## DATA SUPPLIED
==============================
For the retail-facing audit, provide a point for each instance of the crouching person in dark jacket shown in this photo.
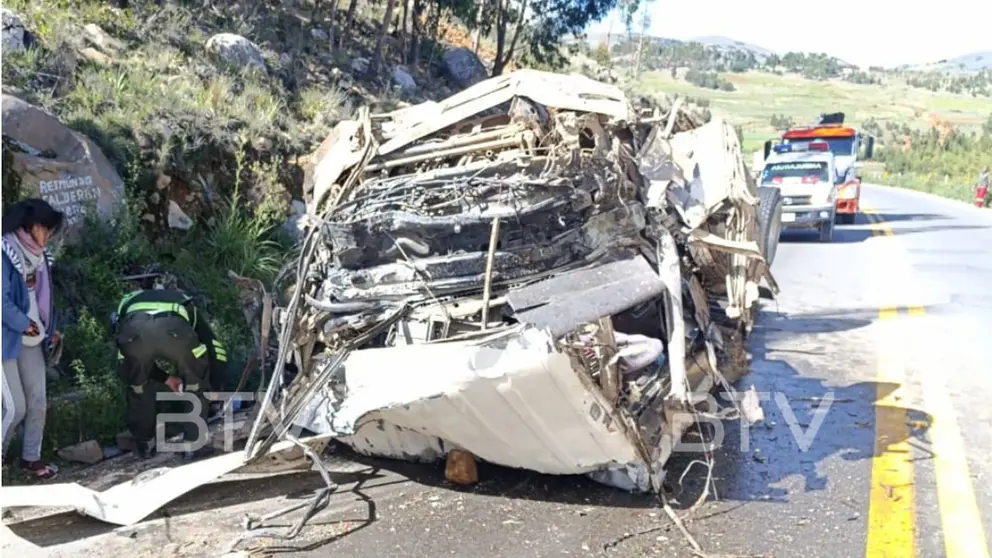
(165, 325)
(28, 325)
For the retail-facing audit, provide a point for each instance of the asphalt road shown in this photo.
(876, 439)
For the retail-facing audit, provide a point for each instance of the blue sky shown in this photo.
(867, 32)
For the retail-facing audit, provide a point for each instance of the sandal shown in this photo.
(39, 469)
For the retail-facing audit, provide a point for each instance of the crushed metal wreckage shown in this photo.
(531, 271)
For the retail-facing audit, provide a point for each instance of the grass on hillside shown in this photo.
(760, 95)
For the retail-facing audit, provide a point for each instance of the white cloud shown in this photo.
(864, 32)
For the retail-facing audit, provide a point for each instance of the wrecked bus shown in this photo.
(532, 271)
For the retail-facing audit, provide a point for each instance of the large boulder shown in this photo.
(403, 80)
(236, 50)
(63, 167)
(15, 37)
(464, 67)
==============================
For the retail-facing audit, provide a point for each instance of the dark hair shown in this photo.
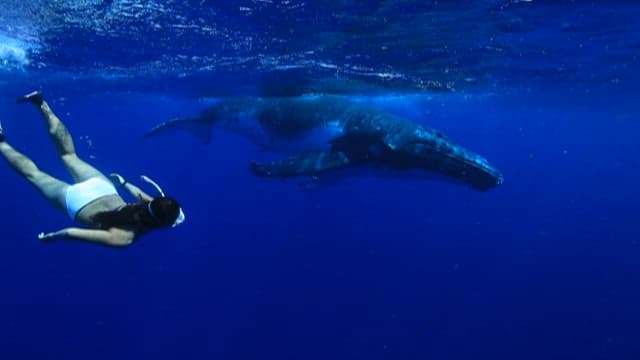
==============================
## THE PROBLEM
Pick out every line of the listing above that contains the word "retail", and copy each of those lines in full.

## ANSWER TO THIS EXERCISE
For the retail-facing audit, provide a point for each instance of the crouching person in dark jacket shown in this photo.
For the retail-facing audit, provide a point for each instance of the asphalt road shown in this photo.
For the retail-facing audit, provide a point for each instance of the blue sky shown in this photo.
For the retail-facing audit, provide a point for each instance of the sandal shown in this photo.
For the retail-facing audit, provide a point for each instance of the crushed metal wreckage shown in this photo.
For the retail-facing audit, provide a point for each instance of the grass on hillside shown in this photo.
For the retail-facing audit, provide a point for each instance of the white cloud shown in this photo.
For the retail-facing audit, provide a point for each instance of the wrecked bus shown in this photo.
For the retail-facing audit, provide a point for each instance of the large boulder shown in this photo.
For the retail-facing audit, provide a point for each instance of the dark hair shown in this photo.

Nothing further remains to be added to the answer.